═══ RECORDS PROVIDED ═══
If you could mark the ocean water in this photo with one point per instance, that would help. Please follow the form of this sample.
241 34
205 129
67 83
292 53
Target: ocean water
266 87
═══
#### [EXERCISE DIRECTIONS]
The reply should be a precise retyping of all the data.

#### [OUTPUT OF THE TASK]
If you could mark the ocean water in this photo with one point per instance, that would help. Please follow the form of this sample.
241 34
205 129
67 83
292 53
Target: ocean water
266 87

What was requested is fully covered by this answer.